**Document passage**:
So here you can see a function and we are essentially determining the multiplication at every point. Then we add everything up that is what our integral is doing. Once we do that we get coefficients, we are plotting them here on the right-hand side. You can see that by multiplication step by step I get coefficients for different frequencies. The nice thing here is for these periodic functions you can visualize this in this way here. You see that by multiplication and sum of every frequency I get a coefficient. I actually can then reproduce the original function from only the frequency coefficients by multiplying them with the respective frequency and adding them up again. So this is a process that is invertible. So you could say that our sine and cosine functions are nothing else than a projection onto a specific basis. This basis is then able to represent a periodic function. That’s pretty cool, isn’t it?
Let’s have a look at the Fourier series here. So here we did all the calculations and we showed the results. But actually, we would also like to determine our a[k] and b[k] for let’s say our sawtooth function. So how would we do that? Here we can then remember that this is an odd function. So all the a[k]’s will be zero.
So we don’t have to deal with them. We only need to determine the sine wave coefficients. So these are our b[k]. Now we’ve seen that the b[k]’s can be computed as the respective period length. We know the period length here is 2π. So we have to plug this in for our integral. We integrate from -π to +π and this is the function times the sine function of the respective frequencies. Now let’s plug in our f(t) equals to t. Then we can see that we can compute the actual coefficients as the integral from -π to +π of t times our frequency. Fortunately, this has a closed-form solution that you find here at the bottom. This is how we can then determine our coefficients also analytically. So it’s not just that we have to determine this actually by having a computer evaluate this in a discrete way. This can also be determined completely analytically as in this example.
Now what we still have here are the sines and cosines that pop up and this notation is actually not used that much in literature. What people very often do is switch to Euler notation and you may remember that you can represent using complex numbers as a sum of cos(φ) plus isin(φ) as e to the power iφ.

(Natural-language object grounding records)
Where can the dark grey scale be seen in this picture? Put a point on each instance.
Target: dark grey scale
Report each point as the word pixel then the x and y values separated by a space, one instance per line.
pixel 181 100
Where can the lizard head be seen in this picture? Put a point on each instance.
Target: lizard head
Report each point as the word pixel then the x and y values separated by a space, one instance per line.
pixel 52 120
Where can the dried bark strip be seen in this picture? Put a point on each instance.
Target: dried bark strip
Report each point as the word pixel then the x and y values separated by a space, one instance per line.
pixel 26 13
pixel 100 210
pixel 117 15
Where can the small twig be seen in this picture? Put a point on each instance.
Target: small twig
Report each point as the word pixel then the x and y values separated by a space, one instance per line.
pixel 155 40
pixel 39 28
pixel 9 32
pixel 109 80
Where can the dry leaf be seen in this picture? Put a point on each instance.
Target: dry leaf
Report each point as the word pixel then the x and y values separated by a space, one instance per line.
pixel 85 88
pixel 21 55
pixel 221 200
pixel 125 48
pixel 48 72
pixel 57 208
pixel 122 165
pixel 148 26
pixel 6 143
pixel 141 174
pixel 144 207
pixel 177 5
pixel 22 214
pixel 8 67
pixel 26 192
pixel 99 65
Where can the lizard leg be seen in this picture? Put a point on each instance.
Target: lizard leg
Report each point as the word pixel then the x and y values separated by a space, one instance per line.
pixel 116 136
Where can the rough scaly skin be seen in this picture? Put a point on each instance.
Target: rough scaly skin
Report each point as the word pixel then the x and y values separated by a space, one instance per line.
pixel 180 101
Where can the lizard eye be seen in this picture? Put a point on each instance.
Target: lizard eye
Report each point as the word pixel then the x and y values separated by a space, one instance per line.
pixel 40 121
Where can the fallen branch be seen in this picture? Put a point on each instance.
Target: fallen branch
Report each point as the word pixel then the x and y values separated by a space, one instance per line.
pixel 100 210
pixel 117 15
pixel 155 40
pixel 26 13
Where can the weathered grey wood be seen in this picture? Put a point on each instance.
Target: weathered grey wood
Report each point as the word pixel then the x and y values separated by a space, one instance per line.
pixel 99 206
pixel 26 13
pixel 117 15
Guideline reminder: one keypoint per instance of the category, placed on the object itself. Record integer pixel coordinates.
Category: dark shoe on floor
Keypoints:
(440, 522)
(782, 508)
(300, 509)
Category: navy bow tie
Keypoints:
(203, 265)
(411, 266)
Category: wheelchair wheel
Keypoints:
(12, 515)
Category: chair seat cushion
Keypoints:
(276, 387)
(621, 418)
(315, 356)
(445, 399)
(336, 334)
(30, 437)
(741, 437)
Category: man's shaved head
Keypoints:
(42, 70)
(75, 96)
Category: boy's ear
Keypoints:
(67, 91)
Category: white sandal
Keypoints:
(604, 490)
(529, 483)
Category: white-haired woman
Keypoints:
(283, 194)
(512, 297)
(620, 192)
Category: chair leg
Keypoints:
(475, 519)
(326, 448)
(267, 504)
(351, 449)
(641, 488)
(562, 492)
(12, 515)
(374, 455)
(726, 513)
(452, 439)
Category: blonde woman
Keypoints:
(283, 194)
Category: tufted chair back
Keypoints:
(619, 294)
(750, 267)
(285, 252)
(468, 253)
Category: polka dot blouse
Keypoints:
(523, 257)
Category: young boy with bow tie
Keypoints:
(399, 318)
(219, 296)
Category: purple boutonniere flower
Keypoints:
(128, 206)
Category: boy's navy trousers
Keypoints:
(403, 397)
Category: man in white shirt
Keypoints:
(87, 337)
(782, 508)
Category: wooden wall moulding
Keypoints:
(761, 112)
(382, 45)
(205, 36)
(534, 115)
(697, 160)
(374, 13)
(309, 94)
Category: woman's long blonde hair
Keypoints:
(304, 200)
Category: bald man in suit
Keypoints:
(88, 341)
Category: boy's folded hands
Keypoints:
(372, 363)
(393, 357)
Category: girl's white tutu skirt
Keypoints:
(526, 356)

**Tasks to carry out**:
1/ Return the stretch of the Fourier series passage from "So we don’t" through "in this example.", copied exactly.
2/ According to the Fourier series passage, why does computing the sawtooth function's coefficients require only the b[k] values?

**Answer section**:
1/
So we don’t have to deal with them. We only need to determine the sine wave coefficients. So these are our b[k]. Now we’ve seen that the b[k]’s can be computed as the respective period length. We know the period length here is 2π. So we have to plug this in for our integral. We integrate from -π to +π and this is the function times the sine function of the respective frequencies. Now let’s plug in our f(t) equals to t. Then we can see that we can compute the actual coefficients as the integral from -π to +π of t times our frequency. Fortunately, this has a closed-form solution that you find here at the bottom. This is how we can then determine our coefficients also analytically. So it’s not just that we have to determine this actually by having a computer evaluate this in a discrete way. This can also be determined completely analytically as in this example.

2/ The sawtooth function is an odd function, so all of its a[k] coefficients are zero. Only the sine wave coefficients, the b[k], then need to be determined.